━━━ Source data ━━━

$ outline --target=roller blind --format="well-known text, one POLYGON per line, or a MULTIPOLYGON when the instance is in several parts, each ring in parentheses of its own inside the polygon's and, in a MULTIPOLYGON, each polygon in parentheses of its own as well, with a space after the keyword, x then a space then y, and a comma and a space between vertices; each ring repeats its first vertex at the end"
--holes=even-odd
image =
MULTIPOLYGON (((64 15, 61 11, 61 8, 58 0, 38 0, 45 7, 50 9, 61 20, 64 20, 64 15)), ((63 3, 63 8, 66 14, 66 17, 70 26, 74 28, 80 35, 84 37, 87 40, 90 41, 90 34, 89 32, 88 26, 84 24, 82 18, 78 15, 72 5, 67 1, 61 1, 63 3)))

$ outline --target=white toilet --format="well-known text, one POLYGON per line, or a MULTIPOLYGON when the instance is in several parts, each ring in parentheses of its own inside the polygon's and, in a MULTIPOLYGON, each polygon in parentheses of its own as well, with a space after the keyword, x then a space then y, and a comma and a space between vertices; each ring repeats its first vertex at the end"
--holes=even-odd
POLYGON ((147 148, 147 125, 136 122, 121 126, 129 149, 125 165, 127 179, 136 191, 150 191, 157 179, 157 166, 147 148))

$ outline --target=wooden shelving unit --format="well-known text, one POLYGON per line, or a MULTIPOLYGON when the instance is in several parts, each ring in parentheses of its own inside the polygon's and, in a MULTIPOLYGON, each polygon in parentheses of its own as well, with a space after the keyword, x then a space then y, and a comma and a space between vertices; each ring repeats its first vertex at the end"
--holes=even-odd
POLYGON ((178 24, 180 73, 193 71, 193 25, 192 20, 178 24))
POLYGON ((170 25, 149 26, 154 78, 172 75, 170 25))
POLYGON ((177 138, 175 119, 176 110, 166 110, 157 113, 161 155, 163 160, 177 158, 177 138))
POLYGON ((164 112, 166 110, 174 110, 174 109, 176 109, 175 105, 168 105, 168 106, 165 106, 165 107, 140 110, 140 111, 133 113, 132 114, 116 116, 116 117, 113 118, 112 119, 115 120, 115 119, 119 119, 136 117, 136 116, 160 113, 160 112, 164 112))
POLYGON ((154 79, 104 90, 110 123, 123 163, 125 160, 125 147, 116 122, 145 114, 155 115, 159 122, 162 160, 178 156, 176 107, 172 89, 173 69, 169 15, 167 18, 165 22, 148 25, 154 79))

━━━

_Work to complete_: Reproduce each line of the stored data entries above word for word, covering every entry.

_Task output_:
$ outline --target=roller blind --format="well-known text, one POLYGON per line, or a MULTIPOLYGON when the instance is in several parts, each ring in parentheses of its own inside the polygon's and, in a MULTIPOLYGON, each polygon in parentheses of its own as well, with a space after the keyword, x then a space then y, and a comma and a space between vertices; each ring repeats its first vertex at the end"
--holes=even-odd
image =
MULTIPOLYGON (((64 15, 61 11, 61 8, 58 0, 38 0, 45 7, 50 9, 61 20, 64 20, 64 15)), ((63 3, 63 8, 66 14, 66 17, 70 26, 74 28, 80 35, 84 37, 87 40, 90 41, 90 34, 89 32, 88 26, 84 24, 82 18, 78 15, 72 5, 67 1, 61 1, 63 3)))

$ outline --target=white toilet --format="well-known text, one POLYGON per line, or a MULTIPOLYGON when the instance is in several parts, each ring in parentheses of its own inside the polygon's and, in a MULTIPOLYGON, each polygon in parentheses of its own as well, with a space after the keyword, x then a space then y, and a comma and a space between vertices; each ring repeats its first vertex at the end"
--holes=even-odd
POLYGON ((147 148, 147 125, 136 122, 121 126, 129 149, 125 165, 127 179, 136 191, 150 191, 157 179, 157 166, 147 148))

$ outline --target=wooden shelving unit --format="well-known text, one POLYGON per line, or a MULTIPOLYGON when the instance is in several parts, each ring in parentheses of its own inside the polygon's and, in a MULTIPOLYGON, each polygon in parentheses of its own as well, with a space after the keyword, x then a space then y, and a comma and a space between vertices; each ring repeats its first vertex at the end"
--holes=even-odd
POLYGON ((178 24, 180 73, 193 71, 193 25, 192 20, 178 24))
POLYGON ((170 25, 149 26, 154 78, 172 75, 170 25))
POLYGON ((177 138, 175 119, 176 110, 166 110, 157 113, 161 155, 163 160, 177 158, 177 138))
POLYGON ((164 112, 166 110, 174 110, 174 109, 176 109, 175 105, 168 105, 168 106, 165 106, 165 107, 140 110, 140 111, 133 113, 132 114, 116 116, 116 117, 113 118, 112 119, 115 120, 115 119, 119 119, 136 117, 136 116, 160 113, 160 112, 164 112))
POLYGON ((154 79, 104 90, 110 123, 123 163, 125 160, 125 147, 116 122, 145 114, 155 115, 159 122, 162 160, 178 156, 176 107, 172 89, 173 69, 169 15, 167 18, 165 22, 148 25, 154 79))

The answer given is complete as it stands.